• _WHAT THE EXERCISE ASKS_
Reproduce the court passage on the nonsolicitation order word for word, from start to finish.

Start of TEXT SHOWN

The nonsolicitation order at issue leaps well beyond that legislative articulation and interdicts administratively all broker-initiated solicitation, not just the illegal solicitation as targeted by the Legislature. Thus, the Secretary has gone beyond administering the written law and has, under color of regulatory authority, actually rewritten and extended the law. The agency cannot make unlawful what the Legislature still has on the books as lawful.
Boord v O’Brien (277 App Div 253, affd without opn 302 NY 890) provides a compelling analogue. There, the New York City Council, addressing complaints that hotel runners were fraudulently inducing persons to patronize certain hotels, amended section 436-3.0 of the Administrative Code of the City of New York in 1947 to provide "that a law be enacted permitting only those men who already possess licenses to continue in the business and providing that no additional licenses be issued. * * * The [police] commissioner may make such rules, regulations and orders as he may deem necessary for licensing and conduct of hotel runners” (Local Laws, 1947, No. 39 of City of New York). The Police Commissioner resolved that only persons who had no hotel in mind could be *244solicited. A licensed hotel runner balked, and the Appellate Division ruled as follows: "The city’s legislature chose to continue the business of hotel runner and created a licensing system to continue it under regulations intended to eliminate abuses. The mandate of the legislature was thus specific and defined. The commissioner could adopt regulations to effect the objects of the statute, but he could not substitute his own opinion of what was in the public interest and adopt regulations which would have the effect of eliminating the business and nullifying the statute. * * * Testing the regulations, therefore, by the standard of whether they implement the law, we find that the regulations cannot be sustained. The commissioner has gone beyond executing the law as written by the city legislature and undertaken to cut down the business of hotel runner below that permitted by law” (Boord v O’Brien, 277 App Div 253, 256-257 [Peck, P. J.], supra).

End of TEXT SHOWN
Start of SUPPLIED RECORDS

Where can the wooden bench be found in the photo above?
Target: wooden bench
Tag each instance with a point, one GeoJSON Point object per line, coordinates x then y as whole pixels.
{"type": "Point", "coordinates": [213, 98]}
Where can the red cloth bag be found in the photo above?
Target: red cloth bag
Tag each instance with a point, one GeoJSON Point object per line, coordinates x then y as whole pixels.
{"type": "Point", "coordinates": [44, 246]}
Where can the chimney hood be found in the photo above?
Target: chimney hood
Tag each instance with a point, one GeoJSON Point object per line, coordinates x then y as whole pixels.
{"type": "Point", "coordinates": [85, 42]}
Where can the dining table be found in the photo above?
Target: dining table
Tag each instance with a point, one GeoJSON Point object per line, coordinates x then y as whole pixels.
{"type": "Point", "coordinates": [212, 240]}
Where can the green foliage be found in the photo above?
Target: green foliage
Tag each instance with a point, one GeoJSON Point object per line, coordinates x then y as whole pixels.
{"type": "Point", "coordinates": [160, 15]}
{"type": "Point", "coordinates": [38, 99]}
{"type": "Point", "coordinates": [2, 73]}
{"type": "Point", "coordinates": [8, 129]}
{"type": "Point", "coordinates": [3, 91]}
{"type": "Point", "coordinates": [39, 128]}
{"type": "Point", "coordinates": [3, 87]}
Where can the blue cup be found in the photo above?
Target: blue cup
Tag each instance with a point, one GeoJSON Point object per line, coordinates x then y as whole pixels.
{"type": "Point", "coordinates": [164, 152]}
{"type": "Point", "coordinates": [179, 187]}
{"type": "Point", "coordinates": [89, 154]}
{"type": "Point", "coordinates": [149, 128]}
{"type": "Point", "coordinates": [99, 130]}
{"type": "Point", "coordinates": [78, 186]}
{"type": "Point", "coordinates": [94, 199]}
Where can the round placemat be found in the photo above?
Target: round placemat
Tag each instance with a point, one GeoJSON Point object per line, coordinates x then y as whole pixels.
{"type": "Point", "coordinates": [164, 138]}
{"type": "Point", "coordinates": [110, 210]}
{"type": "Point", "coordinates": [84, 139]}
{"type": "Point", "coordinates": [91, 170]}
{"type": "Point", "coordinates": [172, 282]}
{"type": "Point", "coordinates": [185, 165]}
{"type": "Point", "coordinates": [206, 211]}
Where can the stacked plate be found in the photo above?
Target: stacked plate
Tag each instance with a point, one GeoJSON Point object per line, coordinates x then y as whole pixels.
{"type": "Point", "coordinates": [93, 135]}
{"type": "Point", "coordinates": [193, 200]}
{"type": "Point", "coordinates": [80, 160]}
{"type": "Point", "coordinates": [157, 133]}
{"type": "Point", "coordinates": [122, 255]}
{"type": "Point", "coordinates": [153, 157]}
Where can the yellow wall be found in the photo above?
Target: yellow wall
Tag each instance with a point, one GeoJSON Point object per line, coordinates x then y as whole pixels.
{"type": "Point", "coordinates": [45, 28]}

End of SUPPLIED RECORDS

• _REPLY TO THE TASK_
The nonsolicitation order at issue leaps well beyond that legislative articulation and interdicts administratively all broker-initiated solicitation, not just the illegal solicitation as targeted by the Legislature. Thus, the Secretary has gone beyond administering the written law and has, under color of regulatory authority, actually rewritten and extended the law. The agency cannot make unlawful what the Legislature still has on the books as lawful.
Boord v O’Brien (277 App Div 253, affd without opn 302 NY 890) provides a compelling analogue. There, the New York City Council, addressing complaints that hotel runners were fraudulently inducing persons to patronize certain hotels, amended section 436-3.0 of the Administrative Code of the City of New York in 1947 to provide "that a law be enacted permitting only those men who already possess licenses to continue in the business and providing that no additional licenses be issued. * * * The [police] commissioner may make such rules, regulations and orders as he may deem necessary for licensing and conduct of hotel runners” (Local Laws, 1947, No. 39 of City of New York). The Police Commissioner resolved that only persons who had no hotel in mind could be *244solicited. A licensed hotel runner balked, and the Appellate Division ruled as follows: "The city’s legislature chose to continue the business of hotel runner and created a licensing system to continue it under regulations intended to eliminate abuses. The mandate of the legislature was thus specific and defined. The commissioner could adopt regulations to effect the objects of the statute, but he could not substitute his own opinion of what was in the public interest and adopt regulations which would have the effect of eliminating the business and nullifying the statute. * * * Testing the regulations, therefore, by the standard of whether they implement the law, we find that the regulations cannot be sustained. The commissioner has gone beyond executing the law as written by the city legislature and undertaken to cut down the business of hotel runner below that permitted by law” (Boord v O’Brien, 277 App Div 253, 256-257 [Peck, P. J.], supra).